## [Extract to read]
## start
For example, in a simple frequency shift keying (FSK) modulation using compressional waves, the downhole acoustic transmitter 152 can generate compressional acoustic waves at two distinct frequencies f1 and f2 to represent the binary 1 and 0. The first acoustic signal 151 can be coded using sequences of these two frequencies. The uphole acoustic receiver 154 is configured to detect the two frequencies as time sequences and the first controller 156 demodulates the components of the wave to determine the original transmitted binary sequence. Other modulation schemes are contemplated, however, including time-delay schemes, time domain modulation (TDM), On-Off keying, higher order modulations (such as QAM), orthogonal frequency division multiplexing (OFDM), spread spectrum, time domain modulation, and/or amplitude shift keying.
## end
## [Stated problem A]
In the passage on acoustic signal modulation, rewrite the portion between "For example, in" and "amplitude shift keying.", inclusive, substituting "surface processor" for "first controller".
## [Stated problem B]
Decide whether each statement below agrees with the passage on acoustic signal modulation. Answer yes or no for each and quote the words of the passage that settle it.
(i) The uphole acoustic receiver 154 generates compressional acoustic waves at two distinct frequencies.
(ii) Amplitude shift keying is among the other modulation schemes contemplated.
(iii) The first controller 156 demodulates the components of the wave to recover the original transmitted binary sequence.
## [Stated problem C]
Carry on the passage on acoustic signal modulation from the point at which it stops.

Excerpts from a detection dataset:
## start
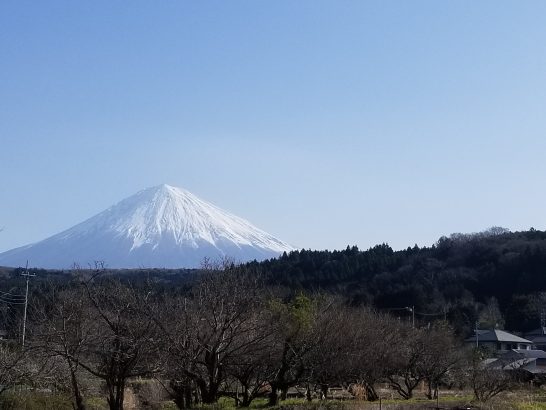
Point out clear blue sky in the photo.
[0,0,546,251]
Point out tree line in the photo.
[0,262,516,410]
[250,227,546,337]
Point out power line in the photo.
[0,290,25,299]
[0,296,25,305]
[21,261,36,347]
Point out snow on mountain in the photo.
[0,185,294,269]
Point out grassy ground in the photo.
[0,389,546,410]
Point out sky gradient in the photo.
[0,0,546,251]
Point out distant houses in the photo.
[465,327,546,383]
[465,329,533,353]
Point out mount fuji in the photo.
[0,185,295,269]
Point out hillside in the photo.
[252,228,546,334]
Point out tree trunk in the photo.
[268,386,279,406]
[320,384,328,400]
[70,366,85,410]
[281,386,288,400]
[364,383,379,401]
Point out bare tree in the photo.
[0,344,28,395]
[155,261,264,407]
[77,281,161,410]
[32,284,93,410]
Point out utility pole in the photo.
[404,305,415,328]
[21,260,36,347]
[474,320,479,348]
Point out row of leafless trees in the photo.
[0,263,510,410]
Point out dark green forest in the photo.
[0,228,546,337]
[253,228,546,335]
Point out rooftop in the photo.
[465,329,533,344]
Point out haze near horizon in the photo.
[0,0,546,252]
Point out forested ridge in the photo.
[0,228,546,410]
[0,228,546,336]
[252,227,546,335]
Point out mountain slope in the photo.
[0,185,294,269]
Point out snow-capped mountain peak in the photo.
[0,184,294,268]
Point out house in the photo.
[465,329,533,353]
[525,326,546,351]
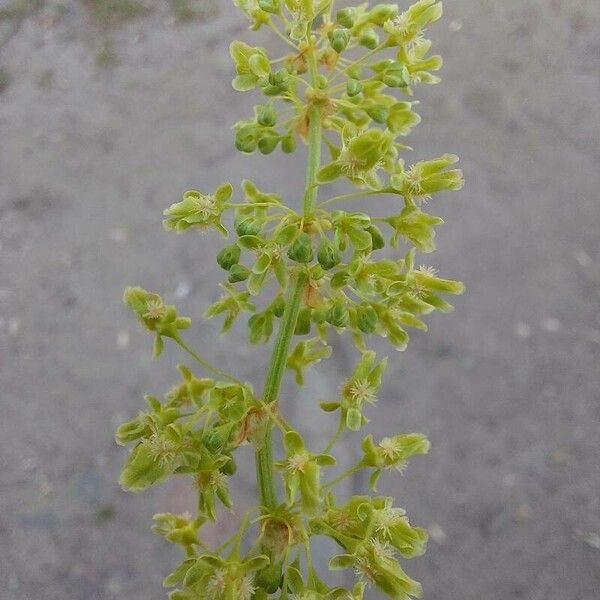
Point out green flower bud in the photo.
[387,102,421,135]
[217,244,242,271]
[271,294,285,318]
[358,29,379,50]
[367,4,398,27]
[366,104,390,123]
[327,29,350,54]
[235,123,259,154]
[348,65,362,79]
[356,305,379,333]
[269,68,290,91]
[288,233,313,263]
[258,0,279,15]
[258,133,281,154]
[229,41,271,92]
[228,264,250,283]
[256,104,277,127]
[294,308,311,335]
[346,78,362,98]
[325,300,350,327]
[281,134,296,154]
[367,225,385,250]
[233,216,260,237]
[383,64,410,88]
[317,237,342,270]
[335,6,357,29]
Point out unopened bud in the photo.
[335,6,356,29]
[228,265,250,283]
[325,301,349,327]
[269,69,290,90]
[235,123,258,153]
[356,306,379,333]
[281,134,296,154]
[367,225,385,250]
[383,64,410,88]
[258,0,279,14]
[288,233,313,263]
[256,104,277,127]
[328,29,350,54]
[366,104,390,123]
[217,244,242,271]
[233,217,260,237]
[358,29,379,50]
[258,133,281,154]
[294,308,311,335]
[317,238,342,270]
[346,79,362,98]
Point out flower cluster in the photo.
[116,0,464,600]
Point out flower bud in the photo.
[256,104,277,127]
[258,133,281,154]
[367,225,385,250]
[358,29,379,50]
[269,68,290,91]
[325,301,350,327]
[356,306,379,333]
[288,233,313,263]
[281,134,296,154]
[294,308,311,335]
[228,265,250,283]
[233,216,260,237]
[317,237,342,270]
[346,79,362,98]
[366,104,390,123]
[217,244,242,271]
[367,4,398,26]
[327,29,350,54]
[258,0,279,14]
[383,63,410,88]
[235,123,258,154]
[335,6,356,29]
[271,294,285,317]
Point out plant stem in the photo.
[256,271,308,508]
[256,32,323,508]
[172,335,244,386]
[304,104,322,217]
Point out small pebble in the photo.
[542,317,561,333]
[429,523,448,545]
[514,321,531,339]
[573,529,600,550]
[117,329,129,350]
[108,227,128,242]
[515,504,531,521]
[448,19,462,33]
[174,281,192,300]
[21,456,37,473]
[575,250,592,267]
[7,318,21,337]
[502,473,517,488]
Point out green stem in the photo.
[172,335,244,386]
[256,32,323,508]
[304,104,323,217]
[256,271,307,508]
[323,461,364,490]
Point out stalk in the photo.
[256,35,322,508]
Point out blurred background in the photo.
[0,0,600,600]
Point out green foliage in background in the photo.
[117,0,464,600]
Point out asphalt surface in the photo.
[0,0,600,600]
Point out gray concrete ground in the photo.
[0,0,600,600]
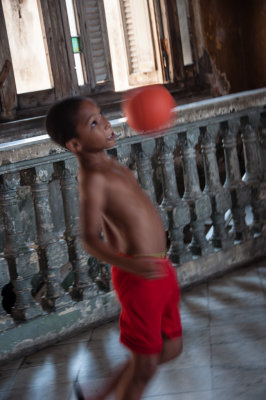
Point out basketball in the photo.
[122,85,176,133]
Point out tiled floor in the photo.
[0,262,266,400]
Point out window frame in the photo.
[0,0,207,122]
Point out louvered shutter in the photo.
[77,0,112,90]
[120,0,162,86]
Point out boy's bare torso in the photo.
[79,157,166,255]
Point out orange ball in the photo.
[122,85,176,133]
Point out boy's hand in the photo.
[131,256,168,279]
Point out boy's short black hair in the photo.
[46,96,90,147]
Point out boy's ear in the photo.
[66,138,79,153]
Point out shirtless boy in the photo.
[46,97,182,400]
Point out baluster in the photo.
[220,121,250,240]
[133,140,157,205]
[156,135,192,264]
[178,128,212,255]
[55,158,96,300]
[132,139,168,229]
[258,112,266,232]
[0,172,42,320]
[28,164,69,311]
[200,124,232,249]
[0,257,15,332]
[241,113,263,234]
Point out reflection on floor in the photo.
[0,262,266,400]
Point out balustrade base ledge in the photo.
[0,291,120,365]
[0,236,266,364]
[177,231,266,289]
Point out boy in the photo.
[46,97,182,400]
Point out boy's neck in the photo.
[77,151,109,169]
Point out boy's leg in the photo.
[115,353,160,400]
[159,336,183,364]
[116,337,182,400]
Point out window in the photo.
[2,0,53,94]
[0,0,200,119]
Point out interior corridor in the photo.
[0,261,266,400]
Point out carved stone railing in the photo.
[0,89,266,361]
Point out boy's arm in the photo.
[80,174,166,279]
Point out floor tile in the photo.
[143,391,213,400]
[0,384,73,400]
[145,367,211,396]
[212,366,266,390]
[0,263,266,400]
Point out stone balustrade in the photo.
[0,90,266,361]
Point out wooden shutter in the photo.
[120,0,162,86]
[77,0,113,90]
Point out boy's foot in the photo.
[74,381,104,400]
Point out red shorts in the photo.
[112,258,182,354]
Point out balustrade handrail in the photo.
[0,89,266,361]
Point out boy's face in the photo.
[67,100,115,153]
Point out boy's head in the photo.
[46,97,87,148]
[46,97,115,156]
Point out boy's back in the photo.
[79,157,166,255]
[46,98,182,400]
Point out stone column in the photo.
[156,135,192,264]
[55,158,96,300]
[132,139,168,229]
[178,128,212,255]
[200,124,232,248]
[0,172,42,320]
[28,164,69,311]
[0,257,15,332]
[258,112,266,228]
[241,113,264,234]
[220,121,250,240]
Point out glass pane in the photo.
[176,0,193,65]
[66,0,84,86]
[2,0,53,93]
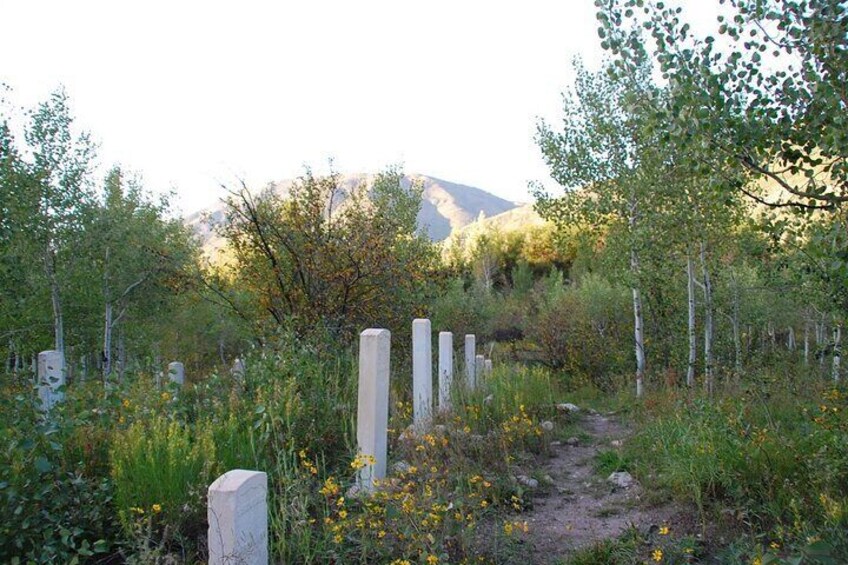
## end
## [Written reply A]
For example, in a simple frequency shift keying (FSK) modulation using compressional waves, the downhole acoustic transmitter 152 can generate compressional acoustic waves at two distinct frequencies f1 and f2 to represent the binary 1 and 0. The first acoustic signal 151 can be coded using sequences of these two frequencies. The uphole acoustic receiver 154 is configured to detect the two frequencies as time sequences and the surface processor 156 demodulates the components of the wave to determine the original transmitted binary sequence. Other modulation schemes are contemplated, however, including time-delay schemes, time domain modulation (TDM), On-Off keying, higher order modulations (such as QAM), orthogonal frequency division multiplexing (OFDM), spread spectrum, time domain modulation, and/or amplitude shift keying.

## [Written reply B]
(i) No: "the downhole acoustic transmitter 152 can generate compressional acoustic waves at two distinct frequencies f1 and f2"
(ii) Yes: "and/or amplitude shift keying"
(iii) Yes: "the first controller 156 demodulates the components of the wave to determine the original transmitted binary sequence"

## [Written reply C]
As discussed above, the data conveyed by the downhole acoustic transmitter 152 may include wellbore data such as temperature, pressure, casing collar locations, radiation levels, tool weights, magnetic field strength and direction, gravitational field strength and direction, acoustic readings, casing composition, wellbore composition, wellbore diameter, particle concentration, gas concentration, still images, video, fluid composition, and/or fluid density taken from sensors of the downhole tool 50. The data may also include status of the downhole tool, such as board temperature, current consumption, battery status, voltage or current levels, warnings and/or failure indicators. The data may be input into logs and/or simulations and based on the data, adjustments may be made such as closing sections of the well, stimulation of the formation, or any other suitable actions.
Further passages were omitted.